### What is being asked
Return, word for word, the lines of the records from the line that contains "Can you see the canyon" through the last line of the records.

-- Begin Source material --

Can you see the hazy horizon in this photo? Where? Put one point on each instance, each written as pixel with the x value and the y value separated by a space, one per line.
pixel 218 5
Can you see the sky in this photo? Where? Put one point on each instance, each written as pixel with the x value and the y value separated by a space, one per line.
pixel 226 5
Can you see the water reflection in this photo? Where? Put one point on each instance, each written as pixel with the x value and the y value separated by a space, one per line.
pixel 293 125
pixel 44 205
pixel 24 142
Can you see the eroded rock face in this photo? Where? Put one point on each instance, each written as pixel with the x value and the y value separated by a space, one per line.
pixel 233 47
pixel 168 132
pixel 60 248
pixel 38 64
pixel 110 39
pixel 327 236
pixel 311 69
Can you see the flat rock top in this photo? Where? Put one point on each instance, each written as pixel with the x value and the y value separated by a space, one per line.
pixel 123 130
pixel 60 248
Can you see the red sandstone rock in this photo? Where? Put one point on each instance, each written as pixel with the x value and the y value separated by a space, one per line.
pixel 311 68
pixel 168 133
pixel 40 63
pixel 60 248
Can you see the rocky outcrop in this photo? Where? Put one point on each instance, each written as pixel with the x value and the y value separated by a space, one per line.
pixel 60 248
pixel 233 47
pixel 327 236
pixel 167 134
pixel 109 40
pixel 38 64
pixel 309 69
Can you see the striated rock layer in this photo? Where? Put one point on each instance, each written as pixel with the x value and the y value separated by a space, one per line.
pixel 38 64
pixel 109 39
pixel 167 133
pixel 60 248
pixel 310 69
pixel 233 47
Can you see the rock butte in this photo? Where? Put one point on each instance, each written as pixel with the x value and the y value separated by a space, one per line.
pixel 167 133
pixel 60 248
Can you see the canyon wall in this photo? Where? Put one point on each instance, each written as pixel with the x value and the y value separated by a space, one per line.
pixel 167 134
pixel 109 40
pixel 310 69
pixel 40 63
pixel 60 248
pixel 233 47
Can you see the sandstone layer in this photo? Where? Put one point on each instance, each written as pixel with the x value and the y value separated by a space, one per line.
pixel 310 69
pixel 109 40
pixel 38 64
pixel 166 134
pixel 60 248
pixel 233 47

-- End Source material --

### Task result
Can you see the canyon wall in this photo? Where? Put one point on each instance, each written as pixel with the x value and the y value separated by a space, one per line.
pixel 167 134
pixel 109 40
pixel 310 69
pixel 40 63
pixel 60 248
pixel 233 47
Can you see the sandstone layer in this photo? Where? Put one point on each instance, each written as pixel with the x value and the y value separated by a space, one per line.
pixel 310 69
pixel 109 40
pixel 38 64
pixel 166 134
pixel 60 248
pixel 233 47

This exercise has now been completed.